▶ _Trecho da fonte_:

<<<<

Por Krishnamurti Góes dos Anjos
Anímica é o 13º livro publicado do escritor Milton Rezende que acaba de vir à público pela Editora Penalux. Na orelha da obra, Rezende fornece breve descrição de como o livro surgiu e de como foi viabilizada a sua edição: “A ideia deste livro veio de uma derivação. Eu já tinha pronto e no prelo, para sair, a minha Antologia Poética. Acontece que era um projeto maior, que cobria grande parte da minha produção poética ao longo destes exatos 36 anos de estrada literária, a contar da data da publicação do meu primeiro livro, 1986. Então tornou-se inviável economicamente, no curto prazo. Nesse ínterim surgiu a possibilidade da inscrição em Ervália, MG, minha terra natal, numa iniciativa cultural no âmbito da Lei Aldir Blanc. Remodelei meu projeto, enxuguei-o ao máximo para se enquadrar aos valores e parâmetros estabelecidos pela Lei e o inscrevi ao certame. Foi escolhido e agora ele é este livro que você tem nas suas mãos. Acolha-o, como se acolhe um protótipo de algo maior, mas que, no entanto, pode ter a certeza de que ele é autônomo e traz todas as características específicas a si mesmo e nada fica a desejar ao corpo maior de onde foi extraído.”

>>>>

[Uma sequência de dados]

<<<<

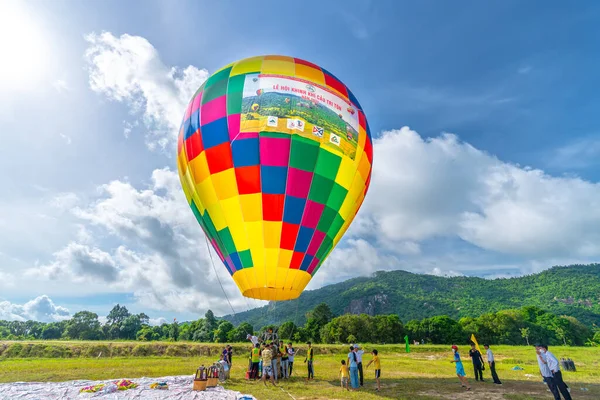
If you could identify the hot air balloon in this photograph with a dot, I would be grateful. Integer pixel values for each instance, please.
(273, 198)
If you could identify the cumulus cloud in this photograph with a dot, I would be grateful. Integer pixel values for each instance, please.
(65, 201)
(422, 191)
(157, 321)
(164, 260)
(441, 187)
(128, 69)
(79, 262)
(41, 308)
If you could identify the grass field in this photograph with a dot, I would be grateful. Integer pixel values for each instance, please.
(425, 373)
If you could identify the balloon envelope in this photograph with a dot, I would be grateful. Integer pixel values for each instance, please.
(274, 157)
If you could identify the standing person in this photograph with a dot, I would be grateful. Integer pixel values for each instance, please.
(553, 365)
(225, 364)
(255, 361)
(284, 360)
(477, 362)
(310, 359)
(253, 339)
(267, 357)
(460, 369)
(492, 364)
(377, 364)
(291, 352)
(344, 375)
(353, 364)
(274, 360)
(359, 354)
(546, 373)
(229, 354)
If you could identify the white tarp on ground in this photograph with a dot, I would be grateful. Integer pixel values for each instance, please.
(180, 388)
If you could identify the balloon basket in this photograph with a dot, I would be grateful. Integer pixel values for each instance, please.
(212, 382)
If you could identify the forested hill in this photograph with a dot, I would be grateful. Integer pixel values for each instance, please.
(572, 290)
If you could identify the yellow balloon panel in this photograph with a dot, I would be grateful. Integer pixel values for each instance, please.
(275, 158)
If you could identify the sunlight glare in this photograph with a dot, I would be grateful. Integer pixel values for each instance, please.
(22, 47)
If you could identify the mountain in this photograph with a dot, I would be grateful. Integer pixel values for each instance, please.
(572, 290)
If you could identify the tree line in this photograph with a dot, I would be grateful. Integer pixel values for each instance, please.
(526, 325)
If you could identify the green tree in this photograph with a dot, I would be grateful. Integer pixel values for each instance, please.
(239, 333)
(174, 331)
(525, 334)
(52, 331)
(115, 318)
(84, 326)
(222, 332)
(287, 330)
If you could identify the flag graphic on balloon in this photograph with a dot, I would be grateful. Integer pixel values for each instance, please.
(274, 197)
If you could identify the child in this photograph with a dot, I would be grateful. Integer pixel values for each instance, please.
(267, 357)
(344, 374)
(310, 359)
(225, 365)
(460, 369)
(375, 361)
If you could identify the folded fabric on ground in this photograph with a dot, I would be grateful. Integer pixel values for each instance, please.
(179, 387)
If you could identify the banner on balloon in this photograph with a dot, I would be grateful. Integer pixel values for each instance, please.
(283, 104)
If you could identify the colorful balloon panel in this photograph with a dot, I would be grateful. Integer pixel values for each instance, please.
(274, 157)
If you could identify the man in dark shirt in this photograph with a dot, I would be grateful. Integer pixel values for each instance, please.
(477, 362)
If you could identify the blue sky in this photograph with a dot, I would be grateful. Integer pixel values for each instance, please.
(496, 176)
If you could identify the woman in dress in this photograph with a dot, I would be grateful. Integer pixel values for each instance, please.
(460, 369)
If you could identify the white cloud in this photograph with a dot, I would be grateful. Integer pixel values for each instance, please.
(440, 187)
(128, 69)
(579, 154)
(61, 86)
(6, 279)
(157, 321)
(79, 263)
(66, 138)
(164, 262)
(41, 308)
(422, 190)
(65, 201)
(446, 273)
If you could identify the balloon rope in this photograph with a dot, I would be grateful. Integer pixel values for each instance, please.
(295, 316)
(219, 279)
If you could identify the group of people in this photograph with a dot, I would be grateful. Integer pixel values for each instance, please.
(548, 363)
(272, 360)
(352, 368)
(478, 365)
(275, 360)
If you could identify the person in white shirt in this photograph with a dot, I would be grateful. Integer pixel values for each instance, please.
(492, 364)
(253, 339)
(552, 365)
(291, 353)
(359, 354)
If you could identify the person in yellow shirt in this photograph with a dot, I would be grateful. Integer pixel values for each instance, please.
(377, 364)
(344, 375)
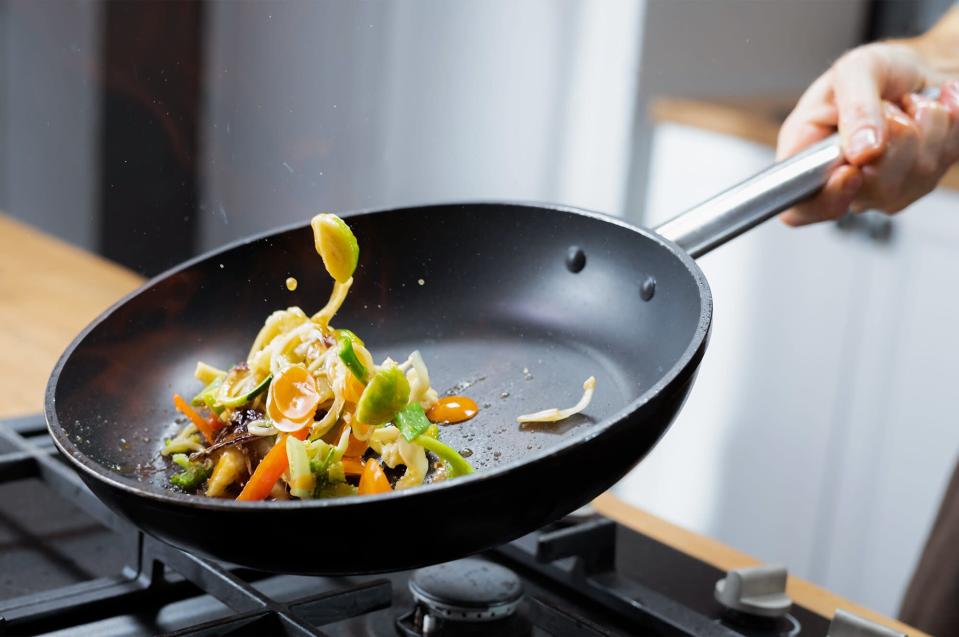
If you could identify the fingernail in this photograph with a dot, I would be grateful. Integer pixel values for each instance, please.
(852, 185)
(863, 141)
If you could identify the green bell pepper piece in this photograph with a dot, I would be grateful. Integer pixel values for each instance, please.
(457, 463)
(387, 392)
(350, 359)
(412, 421)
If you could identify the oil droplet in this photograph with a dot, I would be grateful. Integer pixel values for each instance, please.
(575, 259)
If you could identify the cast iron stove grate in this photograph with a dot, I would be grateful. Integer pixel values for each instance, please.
(76, 576)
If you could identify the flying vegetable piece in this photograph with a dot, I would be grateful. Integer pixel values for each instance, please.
(387, 392)
(193, 474)
(412, 421)
(350, 359)
(336, 243)
(457, 463)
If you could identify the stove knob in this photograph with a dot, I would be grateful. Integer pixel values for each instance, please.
(845, 624)
(760, 591)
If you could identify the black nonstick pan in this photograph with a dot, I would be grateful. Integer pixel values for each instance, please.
(512, 304)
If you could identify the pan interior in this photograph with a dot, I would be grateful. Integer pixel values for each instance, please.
(482, 290)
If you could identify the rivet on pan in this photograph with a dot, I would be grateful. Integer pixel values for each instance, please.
(647, 289)
(575, 259)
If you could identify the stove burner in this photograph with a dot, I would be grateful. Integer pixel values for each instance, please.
(467, 590)
(455, 595)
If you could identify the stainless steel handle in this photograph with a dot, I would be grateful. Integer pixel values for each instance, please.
(749, 203)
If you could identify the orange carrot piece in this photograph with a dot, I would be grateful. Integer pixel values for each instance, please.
(201, 423)
(356, 447)
(373, 480)
(271, 467)
(352, 466)
(266, 474)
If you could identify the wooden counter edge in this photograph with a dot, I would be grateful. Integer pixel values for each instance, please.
(756, 121)
(726, 558)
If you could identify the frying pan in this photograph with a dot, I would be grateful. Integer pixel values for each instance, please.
(512, 304)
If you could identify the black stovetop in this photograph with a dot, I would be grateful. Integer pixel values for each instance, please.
(68, 566)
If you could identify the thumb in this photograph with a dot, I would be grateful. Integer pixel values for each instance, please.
(864, 77)
(858, 99)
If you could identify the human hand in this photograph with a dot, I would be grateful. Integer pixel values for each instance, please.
(897, 144)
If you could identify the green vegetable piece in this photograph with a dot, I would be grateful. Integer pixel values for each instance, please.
(193, 474)
(239, 401)
(336, 243)
(457, 463)
(386, 393)
(350, 359)
(345, 332)
(412, 421)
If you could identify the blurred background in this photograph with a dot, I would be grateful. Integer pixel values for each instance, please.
(821, 434)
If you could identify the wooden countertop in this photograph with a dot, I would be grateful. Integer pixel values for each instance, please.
(51, 290)
(756, 120)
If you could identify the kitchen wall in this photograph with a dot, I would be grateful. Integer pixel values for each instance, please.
(345, 106)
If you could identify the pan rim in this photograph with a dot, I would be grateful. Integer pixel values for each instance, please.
(99, 472)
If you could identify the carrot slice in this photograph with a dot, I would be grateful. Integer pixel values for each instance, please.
(373, 480)
(266, 474)
(271, 467)
(205, 426)
(356, 447)
(352, 466)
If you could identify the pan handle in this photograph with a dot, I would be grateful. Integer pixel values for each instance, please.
(749, 203)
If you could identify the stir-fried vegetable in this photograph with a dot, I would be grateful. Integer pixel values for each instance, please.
(207, 426)
(349, 358)
(293, 399)
(385, 394)
(457, 463)
(337, 244)
(308, 413)
(248, 396)
(373, 480)
(412, 421)
(227, 471)
(193, 474)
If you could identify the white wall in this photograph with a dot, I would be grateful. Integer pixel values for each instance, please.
(820, 433)
(341, 106)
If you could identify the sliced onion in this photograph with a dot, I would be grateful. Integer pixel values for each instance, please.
(552, 415)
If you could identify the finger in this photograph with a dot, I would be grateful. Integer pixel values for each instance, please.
(932, 120)
(884, 180)
(949, 98)
(861, 121)
(832, 201)
(813, 118)
(864, 77)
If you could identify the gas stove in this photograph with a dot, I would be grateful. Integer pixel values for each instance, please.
(69, 566)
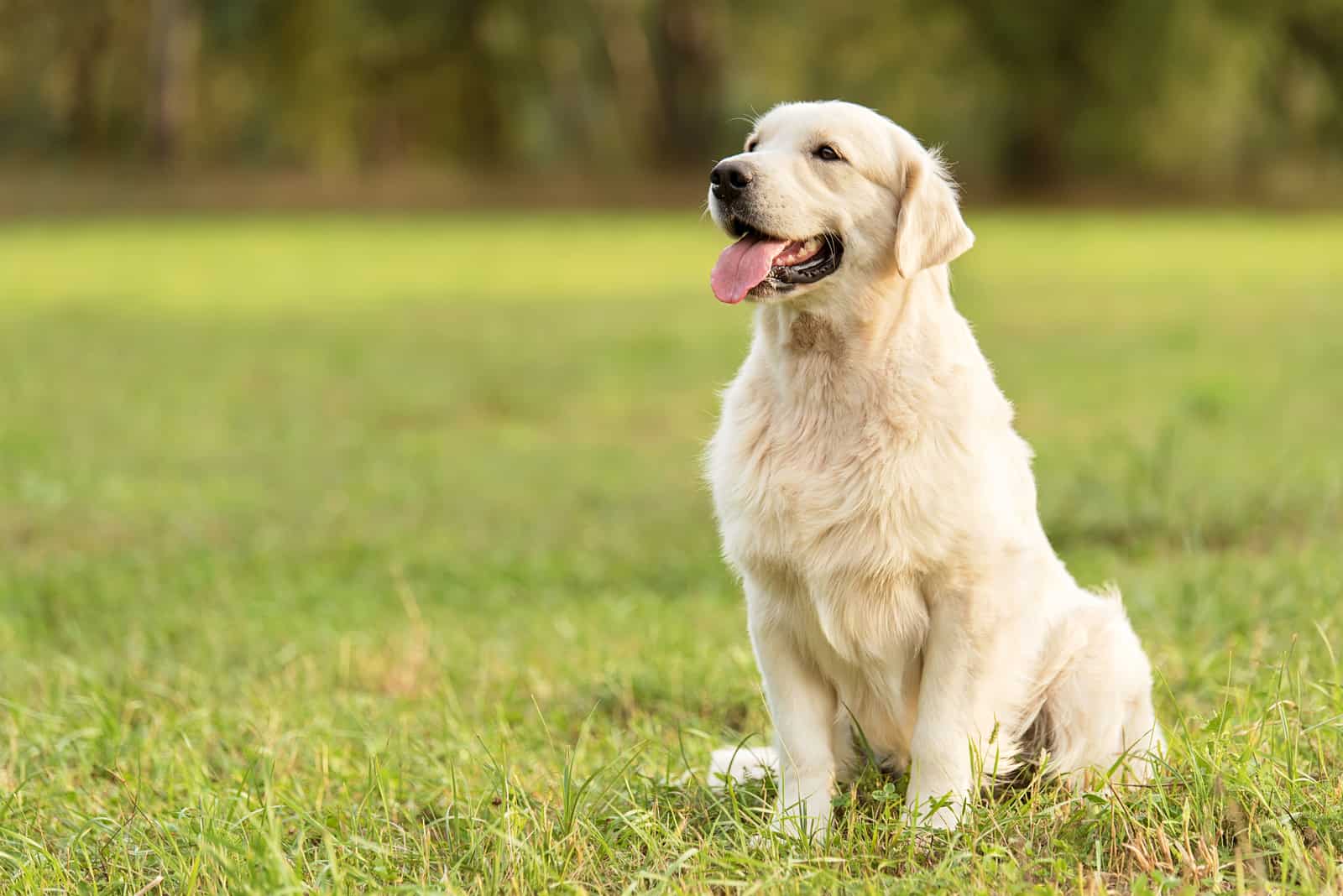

>>>>

▶ _Objetivo_:
Por favor, informe qual editora publicou o livro, segundo o trecho sobre Anímica. Estes dados provêm de outra fonte.

▶ _Resultado final_:
A Editora Penalux.